# Saved entries

---

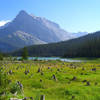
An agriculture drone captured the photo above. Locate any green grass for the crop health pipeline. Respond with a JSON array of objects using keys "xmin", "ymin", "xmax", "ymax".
[{"xmin": 1, "ymin": 60, "xmax": 100, "ymax": 100}]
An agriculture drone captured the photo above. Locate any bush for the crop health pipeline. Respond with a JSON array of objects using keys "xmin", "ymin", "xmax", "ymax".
[
  {"xmin": 0, "ymin": 67, "xmax": 8, "ymax": 99},
  {"xmin": 10, "ymin": 83, "xmax": 21, "ymax": 94}
]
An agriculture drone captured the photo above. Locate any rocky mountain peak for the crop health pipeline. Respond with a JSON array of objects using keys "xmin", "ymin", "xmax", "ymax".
[
  {"xmin": 18, "ymin": 10, "xmax": 28, "ymax": 16},
  {"xmin": 0, "ymin": 10, "xmax": 74, "ymax": 52}
]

---

Restate every line above word for word. Do not carry over the images.

An agriculture drone captured the photo above. Locate any green grass for the crop health pipeline. Respond with a JSON array of objects using keys "xmin", "ymin", "xmax", "ymax".
[{"xmin": 1, "ymin": 60, "xmax": 100, "ymax": 100}]
An agriculture drone captured the photo above. Locate any bush for the crop health pipeline. Respond with a JSON array of objects using keys "xmin", "ymin", "xmax", "ymax".
[
  {"xmin": 0, "ymin": 67, "xmax": 8, "ymax": 99},
  {"xmin": 10, "ymin": 83, "xmax": 21, "ymax": 94}
]
An agriculture drone captured the photo above. Locate any rocky mountain peak for the crop health pipeline. Respond with a JSON array of objects using keys "xmin", "ymin", "xmax", "ymax".
[
  {"xmin": 18, "ymin": 10, "xmax": 28, "ymax": 16},
  {"xmin": 0, "ymin": 10, "xmax": 74, "ymax": 52}
]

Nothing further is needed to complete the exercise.